● **Exercício proposto 1**
Identifique e copie cada linha da listagem que contenha a palavra "blonde", diferenciando maiúsculas de minúsculas.

Carta Capital destaca: Queimar ônibus é uma das expressões da luta pelo direito humano ao transporte público

Reprodução: Carta Capital twitter e site

Um ônibus foi queimado na cidade de Teresina, em 09 de janeiro de 2017, durante as movimentações contra o aumento da tarifa para R$ 3,30. Desocupados, bandidos, vândalos foram os adjetivos usados pelo representante do SETUT (Sindicato das Empresas de Transporte Urbano de Teresina) para se referir aos manifestantes em entrevista à mídia local.

A população reagiu e nas redes sociais chamou atenção para a questão central das manifestações: a violação do direito humano ao transporte público na cidade e com a hashtag #vandalismoemthe, denunciaram que #vandalismoemthe é “ir espremido na porta de um ônibus porque precisa chegar a tempo no trabalho ou na escola”; “é ter que pagar R$ 3,30 em um coletivo sem ar condicionado, sem segurança e sem porta”; “é os empresários enriquecerem e os passageiros andarem se espremendo nos ônibus com o dobro da lotação”; “é você ter que esperar 1h40min toda noite um ônibus para ir da universidade para casa”; “é você não ter mobilidade urbana”; “é as paradas de ônibus e os percursos mudarem sem uma discussão com os trabalhadores”.

● **Dados da tarefa**
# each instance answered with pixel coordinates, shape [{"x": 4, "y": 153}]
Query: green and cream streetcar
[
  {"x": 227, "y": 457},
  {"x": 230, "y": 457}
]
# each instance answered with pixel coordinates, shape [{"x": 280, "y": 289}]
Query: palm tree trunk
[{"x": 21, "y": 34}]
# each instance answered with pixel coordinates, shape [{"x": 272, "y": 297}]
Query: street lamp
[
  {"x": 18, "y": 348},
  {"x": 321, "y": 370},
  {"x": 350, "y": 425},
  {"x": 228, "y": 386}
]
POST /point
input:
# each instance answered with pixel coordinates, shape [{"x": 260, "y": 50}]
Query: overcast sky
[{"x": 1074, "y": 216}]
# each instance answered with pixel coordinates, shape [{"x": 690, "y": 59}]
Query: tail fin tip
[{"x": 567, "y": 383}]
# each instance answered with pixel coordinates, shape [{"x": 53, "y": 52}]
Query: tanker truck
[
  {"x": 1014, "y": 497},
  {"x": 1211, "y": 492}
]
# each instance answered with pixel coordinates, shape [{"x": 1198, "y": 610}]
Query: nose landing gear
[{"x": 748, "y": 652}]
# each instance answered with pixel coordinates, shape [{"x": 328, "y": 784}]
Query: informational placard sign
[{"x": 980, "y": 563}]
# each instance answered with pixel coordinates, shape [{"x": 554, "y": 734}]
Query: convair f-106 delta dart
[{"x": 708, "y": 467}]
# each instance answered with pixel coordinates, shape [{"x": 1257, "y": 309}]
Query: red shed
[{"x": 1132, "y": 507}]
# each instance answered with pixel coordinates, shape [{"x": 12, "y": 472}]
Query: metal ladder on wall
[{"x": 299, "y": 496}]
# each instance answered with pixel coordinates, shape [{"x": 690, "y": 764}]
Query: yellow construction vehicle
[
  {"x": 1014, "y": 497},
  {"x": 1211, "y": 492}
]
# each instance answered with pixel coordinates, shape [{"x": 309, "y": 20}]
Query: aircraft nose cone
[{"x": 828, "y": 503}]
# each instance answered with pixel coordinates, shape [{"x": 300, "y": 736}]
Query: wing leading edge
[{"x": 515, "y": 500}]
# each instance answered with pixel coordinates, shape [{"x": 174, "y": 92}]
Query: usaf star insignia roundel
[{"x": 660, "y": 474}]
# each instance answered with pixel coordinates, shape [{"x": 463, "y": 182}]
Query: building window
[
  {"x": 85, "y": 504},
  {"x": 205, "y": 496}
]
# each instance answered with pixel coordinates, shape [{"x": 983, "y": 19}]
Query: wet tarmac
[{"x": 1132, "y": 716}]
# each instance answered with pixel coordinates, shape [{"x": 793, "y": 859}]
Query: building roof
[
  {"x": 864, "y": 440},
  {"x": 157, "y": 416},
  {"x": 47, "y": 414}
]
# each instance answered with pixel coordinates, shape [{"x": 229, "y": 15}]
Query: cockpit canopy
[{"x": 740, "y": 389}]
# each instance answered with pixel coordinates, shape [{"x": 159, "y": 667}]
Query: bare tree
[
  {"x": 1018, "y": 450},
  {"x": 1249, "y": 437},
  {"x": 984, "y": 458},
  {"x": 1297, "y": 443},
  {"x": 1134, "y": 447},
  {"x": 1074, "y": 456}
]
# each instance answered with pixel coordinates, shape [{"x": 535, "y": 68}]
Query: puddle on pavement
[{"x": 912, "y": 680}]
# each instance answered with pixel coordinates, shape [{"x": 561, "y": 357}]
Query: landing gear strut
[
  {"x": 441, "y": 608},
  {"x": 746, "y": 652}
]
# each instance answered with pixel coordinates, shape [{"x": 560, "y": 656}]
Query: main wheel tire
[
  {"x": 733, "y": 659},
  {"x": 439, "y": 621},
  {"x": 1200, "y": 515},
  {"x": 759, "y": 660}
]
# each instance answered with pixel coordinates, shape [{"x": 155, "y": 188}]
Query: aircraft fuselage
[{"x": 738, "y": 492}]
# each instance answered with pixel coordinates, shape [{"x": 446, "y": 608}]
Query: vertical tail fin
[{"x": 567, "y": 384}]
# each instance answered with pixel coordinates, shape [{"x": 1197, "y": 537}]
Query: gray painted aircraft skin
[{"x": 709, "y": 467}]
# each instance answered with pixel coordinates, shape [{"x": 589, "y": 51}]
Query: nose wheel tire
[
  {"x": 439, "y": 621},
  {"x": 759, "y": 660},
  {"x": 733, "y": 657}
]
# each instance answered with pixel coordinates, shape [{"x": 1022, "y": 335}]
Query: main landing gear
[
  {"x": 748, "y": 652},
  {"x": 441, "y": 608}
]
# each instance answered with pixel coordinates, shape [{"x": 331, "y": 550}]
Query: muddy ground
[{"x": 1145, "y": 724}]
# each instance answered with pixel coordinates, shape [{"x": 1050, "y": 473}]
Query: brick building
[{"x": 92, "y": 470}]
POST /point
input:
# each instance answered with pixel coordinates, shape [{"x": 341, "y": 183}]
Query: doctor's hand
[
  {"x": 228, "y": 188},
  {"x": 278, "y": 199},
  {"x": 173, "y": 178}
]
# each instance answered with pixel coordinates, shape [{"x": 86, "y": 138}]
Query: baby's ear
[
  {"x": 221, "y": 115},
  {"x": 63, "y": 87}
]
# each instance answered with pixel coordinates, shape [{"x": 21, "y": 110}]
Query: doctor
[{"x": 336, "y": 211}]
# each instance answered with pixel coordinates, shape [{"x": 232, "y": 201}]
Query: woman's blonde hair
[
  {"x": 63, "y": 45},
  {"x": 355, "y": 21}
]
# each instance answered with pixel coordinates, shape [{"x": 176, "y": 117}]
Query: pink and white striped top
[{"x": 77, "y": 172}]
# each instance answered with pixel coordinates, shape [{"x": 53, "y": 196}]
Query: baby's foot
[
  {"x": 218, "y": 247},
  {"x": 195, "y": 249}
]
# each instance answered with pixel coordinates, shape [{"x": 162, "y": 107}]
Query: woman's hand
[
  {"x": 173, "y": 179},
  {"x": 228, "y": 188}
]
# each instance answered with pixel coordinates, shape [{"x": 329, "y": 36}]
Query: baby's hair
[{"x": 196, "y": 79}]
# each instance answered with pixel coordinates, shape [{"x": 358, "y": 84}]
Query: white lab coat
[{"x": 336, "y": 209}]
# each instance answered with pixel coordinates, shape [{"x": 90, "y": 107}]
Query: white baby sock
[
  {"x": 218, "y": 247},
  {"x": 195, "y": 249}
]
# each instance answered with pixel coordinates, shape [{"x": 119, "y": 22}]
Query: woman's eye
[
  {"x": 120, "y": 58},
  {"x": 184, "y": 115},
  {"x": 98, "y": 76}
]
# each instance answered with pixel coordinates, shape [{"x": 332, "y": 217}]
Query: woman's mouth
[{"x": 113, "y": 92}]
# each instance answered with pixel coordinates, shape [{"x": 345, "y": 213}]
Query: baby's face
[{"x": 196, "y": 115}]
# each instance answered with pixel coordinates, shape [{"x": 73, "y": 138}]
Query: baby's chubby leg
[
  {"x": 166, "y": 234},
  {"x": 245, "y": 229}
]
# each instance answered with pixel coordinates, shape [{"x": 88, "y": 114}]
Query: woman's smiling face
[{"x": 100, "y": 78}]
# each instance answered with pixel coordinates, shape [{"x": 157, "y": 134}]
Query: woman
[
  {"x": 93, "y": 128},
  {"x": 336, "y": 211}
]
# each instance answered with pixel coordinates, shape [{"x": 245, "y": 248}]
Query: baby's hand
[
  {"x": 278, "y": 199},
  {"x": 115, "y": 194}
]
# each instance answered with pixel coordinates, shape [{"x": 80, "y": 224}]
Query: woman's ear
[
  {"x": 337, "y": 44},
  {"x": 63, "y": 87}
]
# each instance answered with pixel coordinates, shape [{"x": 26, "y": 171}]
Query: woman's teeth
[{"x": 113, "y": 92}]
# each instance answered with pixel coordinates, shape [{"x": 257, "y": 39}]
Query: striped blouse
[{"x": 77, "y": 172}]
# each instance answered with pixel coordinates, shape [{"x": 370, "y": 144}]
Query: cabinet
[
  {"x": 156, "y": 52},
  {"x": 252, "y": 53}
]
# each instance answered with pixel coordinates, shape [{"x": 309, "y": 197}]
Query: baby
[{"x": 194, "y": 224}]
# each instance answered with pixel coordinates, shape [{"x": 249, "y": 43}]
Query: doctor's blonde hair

● **Exercício proposto 2**
Retome, por favor, o artigo sobre o protesto contra o aumento da tarifa de ônibus em Teresina e continue-o a partir do ponto em que termina.

● **Resposta do exercício 1**
Query: woman's blonde hair
Query: doctor's blonde hair

● **Resposta do exercício 2**
A luta por um transporte público em Teresina não é recente. Em 2011, o movimento #contraoaumento, precursor das movimentações nacionais de julho de 2013, conseguiu barrar o aumento da passagem de ônibus. O prefeito de Teresina à época, diante da movimentação de milhares de pessoas na principal avenida da cidade, voltou atrás e revogou o decreto que aumentava a passagem. Em 2012, estudantes e trabalhadores voltaram às ruas e foram violentamente reprimidos pela Polícia Militar. Manifestantes foram atacados com gás de pimenta, presos e um deles atingido por uma bala de borracha que o deixou cego. O dia ficou conhecido como o dia do massacre e a avenida Frei Serafim foi batizada como a avenida dos indignados.

Como estratégia para barrar as mobilizações, conhecendo serem os estudantes parcela significante dos manifestantes, a Prefeitura de Teresina vem mantendo congelada a tarifa para o segmento, aumentando-a para os demais trabalhadores, e se furtando discutir a fundo a precariedade do serviço.

No Brasil, o transporte é um direito humano previsto no art. 6ª da Constituição Federal. Transporte público é um serviço público essencial, segundo o art. 30, inciso V, da Constituição. Nesse sentido, todo cidadão teresinense deveria ter acesso a um transporte público para ter direito à cidade. Ter direito à cidade significa ter direito de ir e vir, de acessar os espaços públicos e os serviços ofertados, em suma, é direito a viver a cidade.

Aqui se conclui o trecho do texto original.